EXERCISE DETAILS: For the records below, render the lines starting at the one containing "Point to the woman in pink suit." and ending at the last line of the records as a Markdown table with the columns "No." and "Entry". Number each row, skip blank lines, and omit the picture markers.
• • •
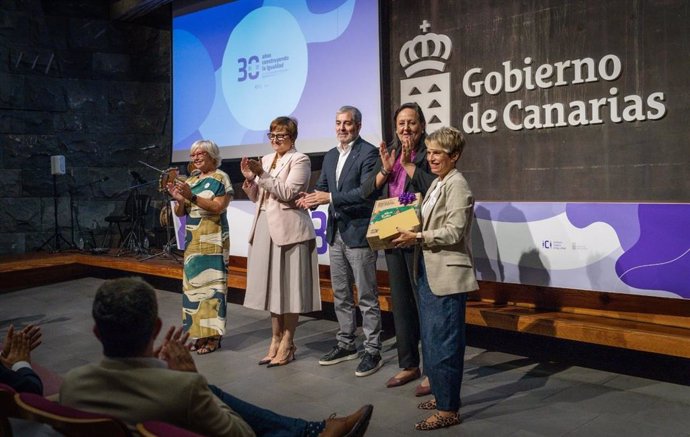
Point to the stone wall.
(75, 83)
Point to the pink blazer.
(287, 223)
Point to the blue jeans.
(442, 321)
(265, 422)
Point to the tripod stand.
(57, 236)
(136, 207)
(166, 252)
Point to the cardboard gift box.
(387, 216)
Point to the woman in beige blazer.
(444, 275)
(282, 266)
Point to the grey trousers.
(355, 266)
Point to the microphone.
(137, 177)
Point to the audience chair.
(8, 409)
(68, 421)
(153, 428)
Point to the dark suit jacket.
(349, 211)
(23, 380)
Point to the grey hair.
(447, 138)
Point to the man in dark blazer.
(345, 168)
(15, 360)
(137, 383)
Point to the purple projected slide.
(635, 248)
(239, 65)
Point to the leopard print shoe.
(427, 405)
(437, 421)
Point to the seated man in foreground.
(136, 382)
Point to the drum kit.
(165, 178)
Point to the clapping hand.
(251, 168)
(406, 153)
(312, 200)
(32, 333)
(175, 351)
(387, 158)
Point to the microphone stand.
(133, 240)
(57, 236)
(167, 251)
(74, 211)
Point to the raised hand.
(387, 158)
(406, 152)
(173, 336)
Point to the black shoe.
(354, 425)
(338, 355)
(370, 364)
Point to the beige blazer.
(447, 246)
(287, 223)
(136, 390)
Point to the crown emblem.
(427, 51)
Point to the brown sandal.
(437, 421)
(212, 344)
(198, 344)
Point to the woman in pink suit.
(282, 267)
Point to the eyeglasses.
(277, 137)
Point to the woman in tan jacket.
(282, 266)
(444, 275)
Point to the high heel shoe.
(290, 357)
(272, 352)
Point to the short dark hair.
(356, 113)
(289, 123)
(125, 311)
(420, 115)
(413, 106)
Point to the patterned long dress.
(207, 245)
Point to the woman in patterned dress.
(204, 197)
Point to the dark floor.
(503, 394)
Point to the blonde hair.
(447, 138)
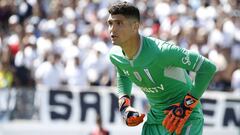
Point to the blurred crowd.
(65, 42)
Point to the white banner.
(73, 111)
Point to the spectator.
(99, 130)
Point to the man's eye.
(119, 23)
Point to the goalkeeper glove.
(130, 115)
(178, 114)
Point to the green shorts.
(191, 127)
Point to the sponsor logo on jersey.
(186, 59)
(152, 89)
(126, 72)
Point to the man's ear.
(135, 25)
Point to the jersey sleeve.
(179, 57)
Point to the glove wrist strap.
(190, 101)
(124, 102)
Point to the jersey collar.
(139, 50)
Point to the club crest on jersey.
(137, 75)
(186, 59)
(126, 72)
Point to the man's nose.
(112, 28)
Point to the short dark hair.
(126, 9)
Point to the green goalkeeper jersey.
(160, 69)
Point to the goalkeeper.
(159, 68)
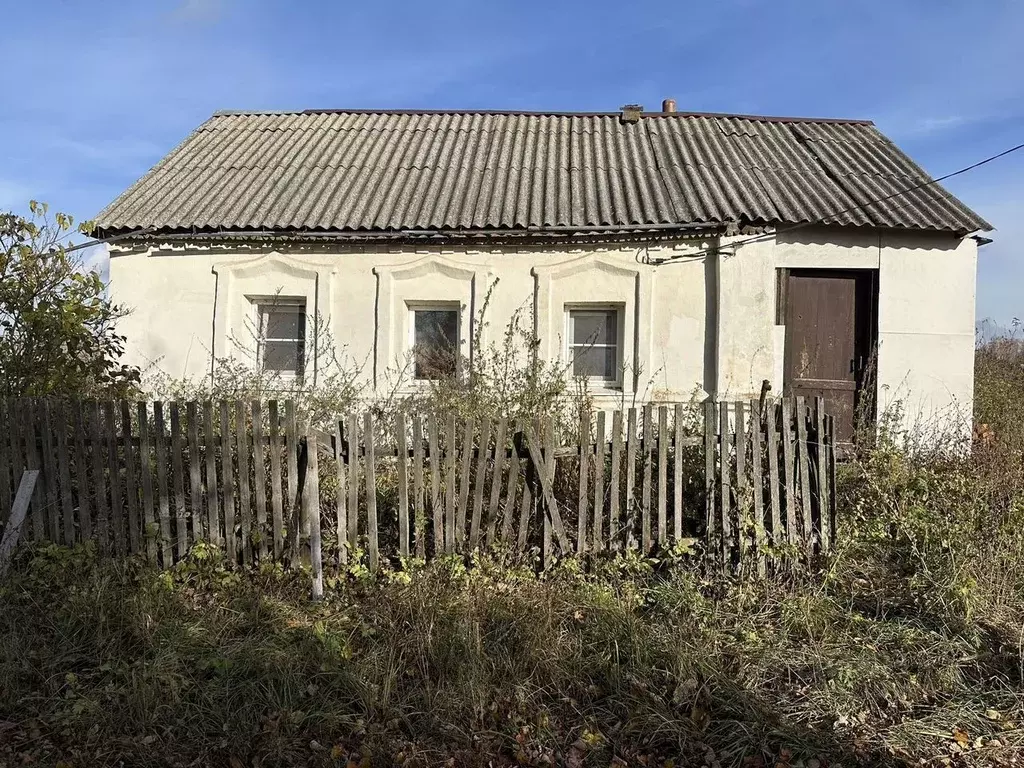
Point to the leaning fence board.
• • •
ANSWER:
| No. | Entry |
|---|---|
| 1 | Point to the woman in pink suit. |
| 2 | (282, 267) |
| 3 | Point to the eyeglasses. |
| 4 | (277, 137) |
| 5 | Point to the woman in tan jacket. |
| 6 | (282, 266) |
| 7 | (444, 275) |
| 8 | Point to the high heel shoe. |
| 9 | (290, 357) |
| 10 | (272, 352) |
| 11 | Point to the short dark hair. |
| 12 | (356, 113) |
| 13 | (289, 123) |
| 14 | (125, 311) |
| 15 | (420, 115) |
| 16 | (413, 106) |
| 17 | Point to the patterned long dress. |
| 18 | (207, 245) |
| 19 | Point to the woman in patterned dress. |
| 20 | (204, 197) |
| 21 | Point to the dark floor. |
| 22 | (503, 394) |
| 23 | Point to the blonde hair. |
| 24 | (447, 138) |
| 25 | Point to the blurred crowd. |
| 26 | (65, 42) |
| 27 | Point to the white banner. |
| 28 | (73, 111) |
| 29 | Point to the spectator. |
| 30 | (99, 130) |
| 31 | Point to the man's eye. |
| 32 | (119, 23) |
| 33 | Point to the goalkeeper glove. |
| 34 | (130, 115) |
| 35 | (178, 114) |
| 36 | Point to the green shorts. |
| 37 | (191, 127) |
| 38 | Point to the sponsor logo on jersey. |
| 39 | (186, 59) |
| 40 | (152, 89) |
| 41 | (126, 72) |
| 42 | Point to the man's ear. |
| 43 | (135, 25) |
| 44 | Point to the jersey sleeve. |
| 45 | (179, 57) |
| 46 | Point to the glove wrist strap. |
| 47 | (190, 101) |
| 48 | (124, 102) |
| 49 | Point to the jersey collar. |
| 50 | (139, 50) |
| 51 | Point to the club crest on jersey. |
| 52 | (137, 75) |
| 53 | (186, 59) |
| 54 | (126, 72) |
| 55 | Point to the man's nose. |
| 56 | (112, 28) |
| 57 | Point to the short dark hair. |
| 58 | (126, 9) |
| 59 | Point to the green goalkeeper jersey. |
| 60 | (160, 69) |
| 61 | Point to the goalkeeper. |
| 62 | (159, 68) |
| 63 | Point to the leaning fence board. |